При беглом взгляде невроз Хайцмана кажется этаким маскарадом, прикрытием для ожесточенной борьбы за существование, которую вынужден вести каждый человек (разумеется, кому-то везет в жизни больше, но в целом все обстоит именно так). Аналитики часто сталкиваются с тем, что совершенно невыгодно лечить делового человека, который «во всем остальном здоров, но время от времени выказывает признаки невроза». Неудача в делах, которую он предчувствует, нередко порождает невроз; тем самым он получает преимущество, ибо может прятать свои опасения по поводу реальной жизни за невротическими симптомами. Но этот невроз не служит, по сути, никакой полезной цели, так как истощает силы, которые куда больше пригодились бы для рационального преодоления опасной ситуации.
Гораздо чаще невроз оказывается более обособленным и более независимым от целей самосохранения и самоутверждения. В конфликте, порождающем невроз, на кон ставятся либо сугубо либидиозные интересы, либо те же интересы в неразрывной связи с самосохранением. Во всех трех случаях динамика невроза одинакова. «Запруженному»[130] либидо, которое нельзя удовлетворить в действительности, удается посредством регрессии к прежним объектам влечения найти разрядку через вытесненное бессознательное. Личность больного, в той мере, в какой она способна извлечь «выгоду от болезни», примиряется с неврозом, пускай его ущербность и вредоносность с экономической точки зрения не подлежит сомнению.

▶ **МАТЕРИАЛ УПРАЖНЕНИЯ**
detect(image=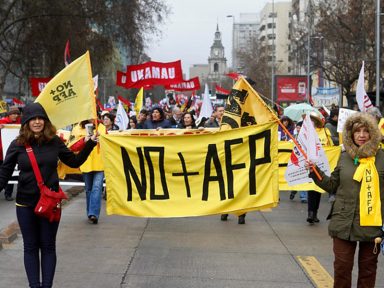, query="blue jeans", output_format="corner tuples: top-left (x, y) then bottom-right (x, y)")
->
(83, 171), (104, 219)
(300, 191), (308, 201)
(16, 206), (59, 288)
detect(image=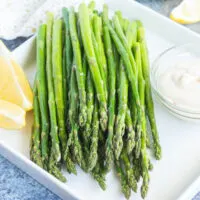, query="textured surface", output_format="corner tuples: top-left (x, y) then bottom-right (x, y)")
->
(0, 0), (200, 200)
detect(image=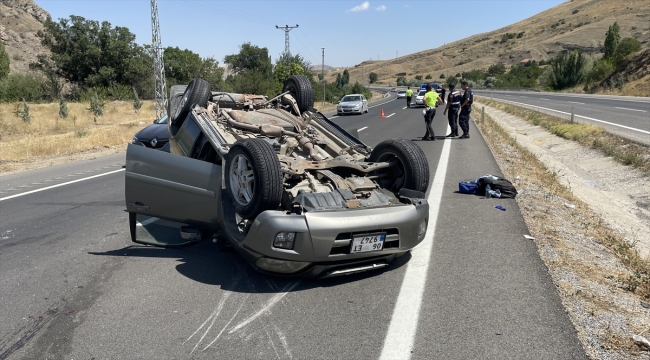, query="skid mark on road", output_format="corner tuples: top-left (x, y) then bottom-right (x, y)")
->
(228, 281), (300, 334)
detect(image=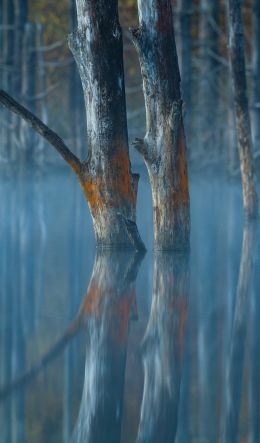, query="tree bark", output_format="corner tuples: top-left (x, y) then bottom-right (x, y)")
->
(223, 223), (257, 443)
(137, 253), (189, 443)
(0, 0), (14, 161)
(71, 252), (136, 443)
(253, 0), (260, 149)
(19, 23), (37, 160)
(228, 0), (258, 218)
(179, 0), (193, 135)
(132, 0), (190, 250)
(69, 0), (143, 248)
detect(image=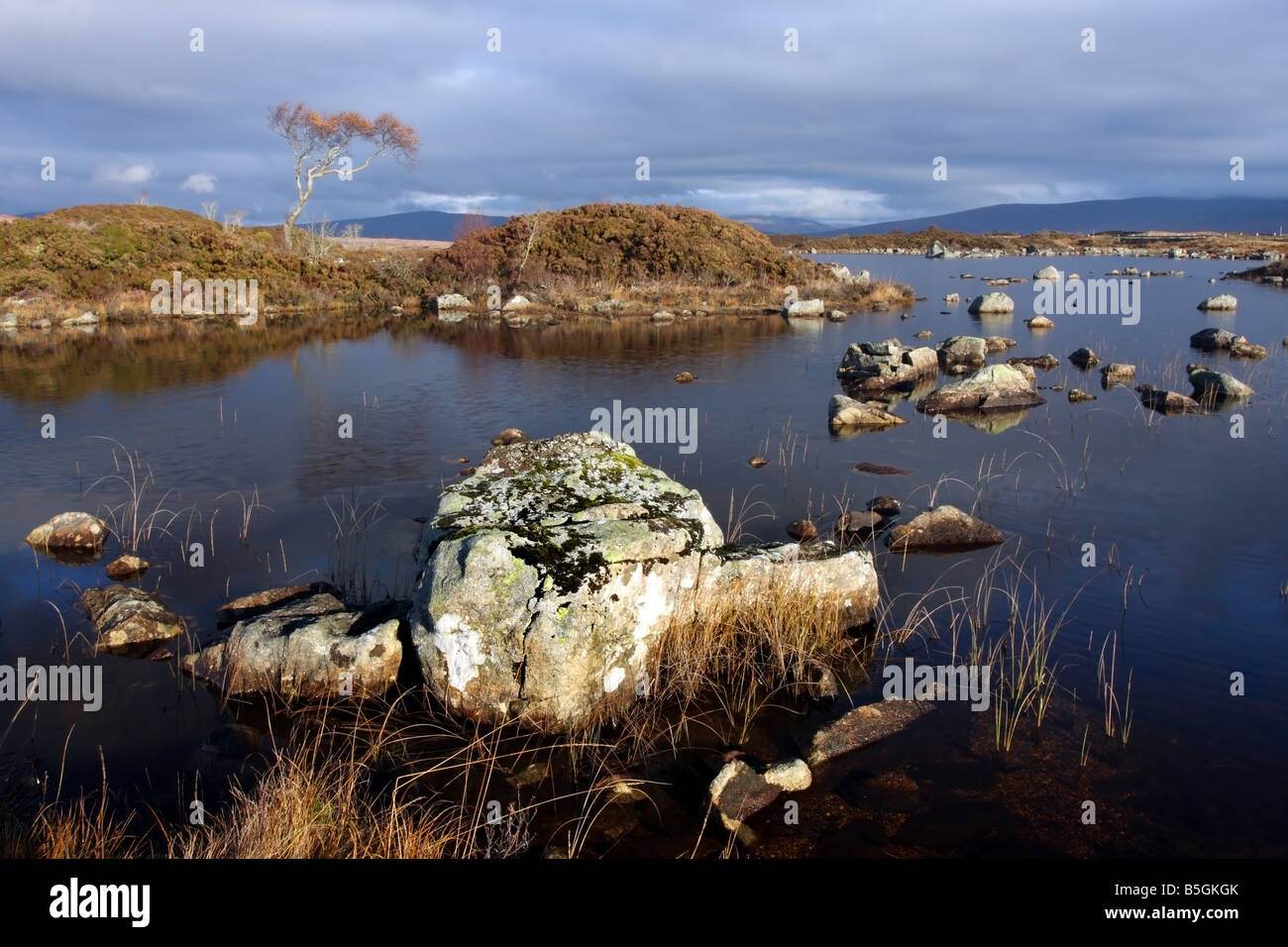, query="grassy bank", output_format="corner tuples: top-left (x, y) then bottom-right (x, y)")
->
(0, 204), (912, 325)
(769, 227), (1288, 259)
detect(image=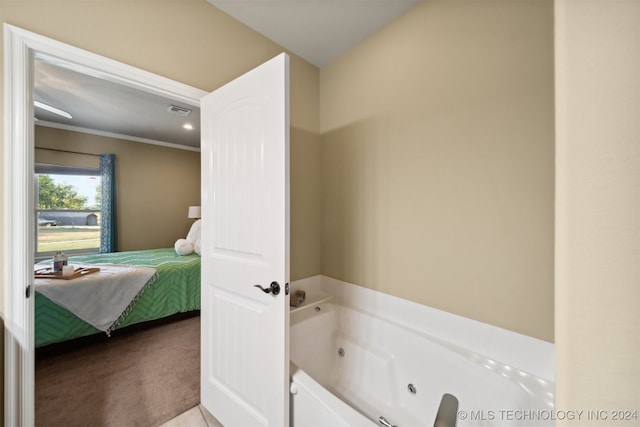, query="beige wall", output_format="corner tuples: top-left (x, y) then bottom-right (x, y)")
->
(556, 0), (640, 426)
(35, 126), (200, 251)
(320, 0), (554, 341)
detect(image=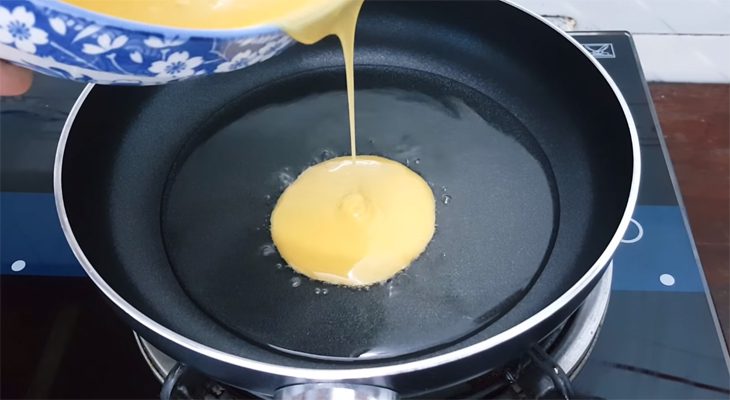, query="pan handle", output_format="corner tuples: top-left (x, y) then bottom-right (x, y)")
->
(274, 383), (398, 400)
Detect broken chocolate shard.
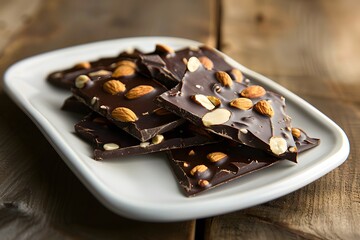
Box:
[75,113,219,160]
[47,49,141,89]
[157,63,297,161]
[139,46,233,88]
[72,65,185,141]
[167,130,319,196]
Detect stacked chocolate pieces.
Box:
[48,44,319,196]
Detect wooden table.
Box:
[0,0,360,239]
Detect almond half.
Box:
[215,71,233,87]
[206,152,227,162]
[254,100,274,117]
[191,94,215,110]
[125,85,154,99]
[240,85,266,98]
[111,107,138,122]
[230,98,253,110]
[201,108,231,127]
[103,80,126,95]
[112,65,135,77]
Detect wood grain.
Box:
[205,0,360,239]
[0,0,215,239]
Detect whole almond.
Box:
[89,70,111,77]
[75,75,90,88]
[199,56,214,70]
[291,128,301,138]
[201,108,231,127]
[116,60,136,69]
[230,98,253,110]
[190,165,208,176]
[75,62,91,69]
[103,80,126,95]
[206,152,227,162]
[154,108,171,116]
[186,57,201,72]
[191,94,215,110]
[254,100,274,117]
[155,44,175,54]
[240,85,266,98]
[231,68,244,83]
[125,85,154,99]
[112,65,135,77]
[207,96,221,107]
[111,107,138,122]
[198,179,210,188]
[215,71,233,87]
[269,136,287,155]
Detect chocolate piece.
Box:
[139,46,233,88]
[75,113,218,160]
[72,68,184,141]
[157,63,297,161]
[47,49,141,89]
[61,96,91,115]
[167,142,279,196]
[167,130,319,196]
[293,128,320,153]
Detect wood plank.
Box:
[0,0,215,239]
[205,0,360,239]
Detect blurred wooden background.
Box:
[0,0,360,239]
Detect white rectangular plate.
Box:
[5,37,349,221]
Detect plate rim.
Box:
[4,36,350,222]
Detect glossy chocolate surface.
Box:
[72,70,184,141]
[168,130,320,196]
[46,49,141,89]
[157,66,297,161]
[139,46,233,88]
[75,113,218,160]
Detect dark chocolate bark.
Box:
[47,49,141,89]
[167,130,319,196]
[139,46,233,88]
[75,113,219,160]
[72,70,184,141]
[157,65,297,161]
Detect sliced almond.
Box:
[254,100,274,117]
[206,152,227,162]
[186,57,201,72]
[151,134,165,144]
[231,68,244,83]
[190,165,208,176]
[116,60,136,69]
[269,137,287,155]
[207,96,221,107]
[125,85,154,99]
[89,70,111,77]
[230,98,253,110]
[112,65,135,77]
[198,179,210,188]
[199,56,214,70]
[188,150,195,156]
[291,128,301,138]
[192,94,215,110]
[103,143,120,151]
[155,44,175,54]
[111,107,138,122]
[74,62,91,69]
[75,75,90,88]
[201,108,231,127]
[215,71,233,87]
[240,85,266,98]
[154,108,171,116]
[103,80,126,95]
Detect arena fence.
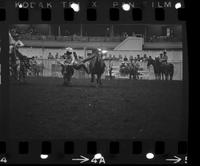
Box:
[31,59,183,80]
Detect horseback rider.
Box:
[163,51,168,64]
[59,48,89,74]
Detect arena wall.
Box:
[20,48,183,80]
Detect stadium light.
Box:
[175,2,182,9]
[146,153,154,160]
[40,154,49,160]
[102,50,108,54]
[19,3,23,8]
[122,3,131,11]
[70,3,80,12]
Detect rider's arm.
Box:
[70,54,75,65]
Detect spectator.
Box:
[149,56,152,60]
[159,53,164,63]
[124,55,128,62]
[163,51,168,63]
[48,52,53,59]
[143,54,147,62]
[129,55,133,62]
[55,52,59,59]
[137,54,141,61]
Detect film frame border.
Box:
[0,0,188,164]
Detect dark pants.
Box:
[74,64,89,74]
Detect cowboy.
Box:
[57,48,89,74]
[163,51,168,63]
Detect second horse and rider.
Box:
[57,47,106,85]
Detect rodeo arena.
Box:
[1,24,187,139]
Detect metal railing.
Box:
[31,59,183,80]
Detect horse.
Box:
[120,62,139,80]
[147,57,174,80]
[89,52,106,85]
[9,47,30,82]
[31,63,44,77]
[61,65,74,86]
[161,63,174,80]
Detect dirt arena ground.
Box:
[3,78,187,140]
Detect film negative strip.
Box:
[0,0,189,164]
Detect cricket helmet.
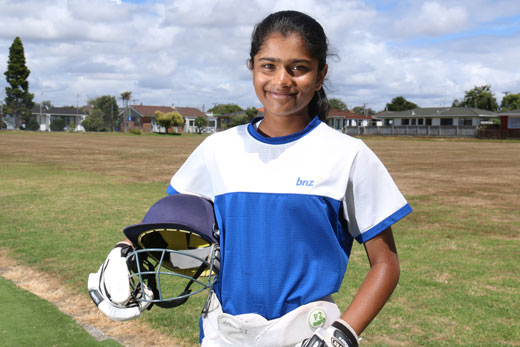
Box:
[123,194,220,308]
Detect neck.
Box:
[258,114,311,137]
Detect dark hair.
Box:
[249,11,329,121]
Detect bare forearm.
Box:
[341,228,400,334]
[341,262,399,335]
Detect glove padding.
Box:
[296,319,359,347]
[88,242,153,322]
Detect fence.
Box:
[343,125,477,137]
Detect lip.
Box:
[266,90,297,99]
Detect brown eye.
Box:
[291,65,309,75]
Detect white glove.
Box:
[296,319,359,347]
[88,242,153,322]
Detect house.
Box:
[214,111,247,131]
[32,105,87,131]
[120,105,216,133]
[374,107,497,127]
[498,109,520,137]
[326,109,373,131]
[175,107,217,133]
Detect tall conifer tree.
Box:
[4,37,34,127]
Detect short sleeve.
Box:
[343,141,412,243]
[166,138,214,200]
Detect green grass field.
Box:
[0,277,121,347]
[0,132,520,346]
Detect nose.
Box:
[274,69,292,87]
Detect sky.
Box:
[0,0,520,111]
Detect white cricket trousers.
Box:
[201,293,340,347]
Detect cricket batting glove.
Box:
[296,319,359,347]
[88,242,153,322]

▶ **ПРОВЕРЬТЕ ПОНИМАНИЕ**
1. Перепишите фрагмент текста о неврозе между словами «При беглом взгляде» и «преодоления опасной ситуации.» включительно, заменив «маскарадом» на «спектаклем».
2. Определите, согласуются ли с текстом о неврозе утверждения ниже, и подтвердите каждый ответ точной цитатой из него. (a) Аналитикам выгодно лечить делового человека, который в остальном здоров. (b) Динамика невроза во всех трех случаях одинакова. (c) Невроз делового человека служит полезной цели.

▶ **ОТВЕТЫ**
1.
При беглом взгляде невроз Хайцмана кажется этаким спектаклем, прикрытием для ожесточенной борьбы за существование, которую вынужден вести каждый человек (разумеется, кому-то везет в жизни больше, но в целом все обстоит именно так). Аналитики часто сталкиваются с тем, что совершенно невыгодно лечить делового человека, который «во всем остальном здоров, но время от времени выказывает признаки невроза». Неудача в делах, которую он предчувствует, нередко порождает невроз; тем самым он получает преимущество, ибо может прятать свои опасения по поводу реальной жизни за невротическими симптомами. Но этот невроз не служит, по сути, никакой полезной цели, так как истощает силы, которые куда больше пригодились бы для рационального преодоления опасной ситуации.

2.
(a) Нет: «совершенно невыгодно лечить делового человека».
(b) Да: «Во всех трех случаях динамика невроза одинакова».
(c) Нет: «этот невроз не служит, по сути, никакой полезной цели».